◆ Task ◆
Below is a listing. Output every line of it exactly.

□ □ □

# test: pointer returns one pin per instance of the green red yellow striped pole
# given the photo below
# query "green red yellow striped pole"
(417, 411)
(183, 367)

□ □ □

◆ Written answer ◆
# test: pointer returns one pin per instance of the green red yellow striped pole
# given the photo below
# query "green red yellow striped pole"
(417, 411)
(183, 367)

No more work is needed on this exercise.